>> begin Document text

An alternate to getting Senator Russell to broaden the hearings would be for Secretary McNamara to start his own investigation of radical right Generals and Admirals. Those Generals and Admirals who have lost confidence in democracy and who feel that the danger to our country is treason at home rather than the strength of the International Communist movement abroad, should be warned against political activity in any way, shape or form. This might have the effect of causing the resignation of some of these Generals and Admirals which would certainly be in the national interest. At any rate, political activity after such warnings would be grounds for dismissal from the service. Above all, the suggested investigation would give courage to the officers, old and young, who believe in democracy and in a non-political democratic Army.
Then, too, Secretary McNamara should try to take the offensive at the forthcoming hearings. Secretary McNamara certainly has the right to be the first witness at the hearings. Instead of being on the defensive concerning his muzzling of Walker, he should take the offensive by telling how action against Walker was too long delayed and how there is a serious problem in the Armed Services concerning persons who no longer believe in democracy. If, as suggested in the previous paragraph, Secretary McNamara has by that time instituted his own investigation of radical right Generals and Admirals, he should give his report of his plans in this regard. Whether or not he has instituted an investigation, he should make clear that the Defense Department’s policy rejects these extreme right-wing organizations and rejects the views of those who participate in them. He should have those of the real top brass who share his views get right up behind him at the hearing and back him up. He should get the full support of the President. In this way, the hearings could be turned against those who presently plan to use them to help the right wing embarrass Secretary McNamara.
The strong posture against radical right Generals and Admirals suggested in this memorandum would go far to answer Soviet propaganda that American foreign policy is not in responsible hands and that there is a substantial “preventive war” group in the Pentagon which may ultimately get the upper hand. This strong posture would not only reassure our own allies, but might give support to factions within the Soviet Union that argue for a more flexible position on the Soviet’s part.
2. The radical right and the Attorney General’s subversive list.
The Attorney General’s list of subversive organizations is lending aid and comfort to the radical right. Although the radical right poses a far greater danger to the success of this country in the battle against international Communism than does the domestic Communist movement, the latter have been branded subversive by the Government and the former have not. No one loses his job or is subjected to public obloquy because he joins one of these radical right groups; yet these groups can use the subversive list to get at liberals and moderates who twenty years earlier had joined some Communist “front” organization which looked patriotic and socially desirable. The list today is almost like a Good Housekeeping seal for the radical right. Whatever one’s views may be toward the list, as long as it exists it should not remain one-sided and be permitted to work in favor of the radical right.
Under existing regulations, the Attorney General can only put an organization on the Attorney General’s list if he finds, after notice and hearing, that it meets the standards of the list—i.e., that the organization is “totalitarian, fascist, communist or subversive, or as having adopted a policy of advocating or approving the commission of acts of force or violence to deny others their rights under the Constitution…, or as seeking to alter the form of government of the United States by unconstitutional means.” Certain of the radical right organizations may well meet one or more of these criteria.

>> end Document text
>> begin Entries shown

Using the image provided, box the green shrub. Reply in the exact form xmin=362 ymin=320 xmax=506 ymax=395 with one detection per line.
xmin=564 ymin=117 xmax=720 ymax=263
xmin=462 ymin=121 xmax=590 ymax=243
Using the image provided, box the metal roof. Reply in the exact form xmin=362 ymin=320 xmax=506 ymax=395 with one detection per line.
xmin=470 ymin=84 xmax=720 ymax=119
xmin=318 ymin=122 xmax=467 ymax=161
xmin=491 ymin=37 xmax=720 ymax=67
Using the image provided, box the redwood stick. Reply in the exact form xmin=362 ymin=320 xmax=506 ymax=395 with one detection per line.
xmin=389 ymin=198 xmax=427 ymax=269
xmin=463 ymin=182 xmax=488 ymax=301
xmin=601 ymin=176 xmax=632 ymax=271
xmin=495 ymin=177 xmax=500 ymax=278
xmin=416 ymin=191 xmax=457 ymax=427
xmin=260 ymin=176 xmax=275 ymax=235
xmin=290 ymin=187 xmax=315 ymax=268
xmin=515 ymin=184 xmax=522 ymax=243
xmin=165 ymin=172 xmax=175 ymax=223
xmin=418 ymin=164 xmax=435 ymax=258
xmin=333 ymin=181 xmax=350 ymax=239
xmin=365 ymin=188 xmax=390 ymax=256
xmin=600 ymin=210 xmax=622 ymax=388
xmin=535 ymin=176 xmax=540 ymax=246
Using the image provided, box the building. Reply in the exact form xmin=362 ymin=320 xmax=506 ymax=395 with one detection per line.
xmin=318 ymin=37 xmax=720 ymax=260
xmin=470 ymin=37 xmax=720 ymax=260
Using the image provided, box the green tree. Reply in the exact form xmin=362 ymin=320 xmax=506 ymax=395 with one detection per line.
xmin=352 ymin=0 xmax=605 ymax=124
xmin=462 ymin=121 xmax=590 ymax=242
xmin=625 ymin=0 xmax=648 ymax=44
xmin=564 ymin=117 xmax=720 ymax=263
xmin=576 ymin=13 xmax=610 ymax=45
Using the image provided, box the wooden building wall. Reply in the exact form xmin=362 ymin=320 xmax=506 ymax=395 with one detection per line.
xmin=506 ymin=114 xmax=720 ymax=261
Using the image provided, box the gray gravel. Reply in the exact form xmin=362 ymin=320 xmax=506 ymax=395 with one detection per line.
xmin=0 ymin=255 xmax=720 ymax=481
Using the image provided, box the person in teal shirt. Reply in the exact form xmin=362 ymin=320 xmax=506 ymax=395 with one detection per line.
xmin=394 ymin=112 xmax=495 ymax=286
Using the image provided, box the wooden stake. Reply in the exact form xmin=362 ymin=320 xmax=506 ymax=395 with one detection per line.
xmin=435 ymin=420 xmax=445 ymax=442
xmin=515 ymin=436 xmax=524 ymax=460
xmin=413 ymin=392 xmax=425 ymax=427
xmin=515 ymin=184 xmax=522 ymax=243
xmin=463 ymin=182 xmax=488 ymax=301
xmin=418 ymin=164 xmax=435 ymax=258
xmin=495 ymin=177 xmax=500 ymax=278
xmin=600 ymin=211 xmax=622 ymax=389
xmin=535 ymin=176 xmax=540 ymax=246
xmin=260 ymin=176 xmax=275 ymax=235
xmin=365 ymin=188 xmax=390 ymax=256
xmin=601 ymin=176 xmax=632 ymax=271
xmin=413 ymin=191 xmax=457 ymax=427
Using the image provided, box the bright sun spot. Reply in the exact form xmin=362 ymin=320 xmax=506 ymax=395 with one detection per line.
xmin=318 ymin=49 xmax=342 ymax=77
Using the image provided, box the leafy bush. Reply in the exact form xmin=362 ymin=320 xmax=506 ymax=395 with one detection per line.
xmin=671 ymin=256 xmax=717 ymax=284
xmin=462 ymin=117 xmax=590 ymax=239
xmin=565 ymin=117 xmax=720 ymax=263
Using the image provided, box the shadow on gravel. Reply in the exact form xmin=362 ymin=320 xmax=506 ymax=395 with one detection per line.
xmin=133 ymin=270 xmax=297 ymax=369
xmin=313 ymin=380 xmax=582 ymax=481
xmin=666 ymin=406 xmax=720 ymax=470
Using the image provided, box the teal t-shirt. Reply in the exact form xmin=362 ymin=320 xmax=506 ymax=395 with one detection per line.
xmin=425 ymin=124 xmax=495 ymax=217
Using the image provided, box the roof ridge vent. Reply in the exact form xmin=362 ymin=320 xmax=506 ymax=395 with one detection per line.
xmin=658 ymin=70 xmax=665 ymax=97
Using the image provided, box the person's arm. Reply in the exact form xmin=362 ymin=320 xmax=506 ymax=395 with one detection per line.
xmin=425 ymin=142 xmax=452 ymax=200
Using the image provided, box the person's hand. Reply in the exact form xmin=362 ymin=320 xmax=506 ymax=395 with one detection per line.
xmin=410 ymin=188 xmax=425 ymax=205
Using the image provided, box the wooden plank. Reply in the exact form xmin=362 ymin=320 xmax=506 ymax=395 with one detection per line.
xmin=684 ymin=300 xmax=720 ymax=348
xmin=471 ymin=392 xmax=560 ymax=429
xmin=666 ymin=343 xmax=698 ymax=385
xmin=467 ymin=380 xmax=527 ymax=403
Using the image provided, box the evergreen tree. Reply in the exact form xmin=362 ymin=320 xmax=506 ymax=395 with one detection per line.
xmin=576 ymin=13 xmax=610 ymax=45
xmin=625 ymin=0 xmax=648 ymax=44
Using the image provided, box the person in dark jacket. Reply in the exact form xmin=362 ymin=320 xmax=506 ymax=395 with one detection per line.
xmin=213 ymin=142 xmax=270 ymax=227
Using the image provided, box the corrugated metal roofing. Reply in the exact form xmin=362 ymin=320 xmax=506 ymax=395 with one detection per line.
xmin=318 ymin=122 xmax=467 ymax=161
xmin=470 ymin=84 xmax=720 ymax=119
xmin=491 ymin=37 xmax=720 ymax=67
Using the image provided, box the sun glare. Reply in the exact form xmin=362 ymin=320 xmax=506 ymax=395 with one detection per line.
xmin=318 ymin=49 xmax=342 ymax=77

>> end Entries shown

Please list each one-word label that the memorandum's quoted standard for the Attorney General's list says an organization may be found to be.

- totalitarian
- fascist
- communist
- subversive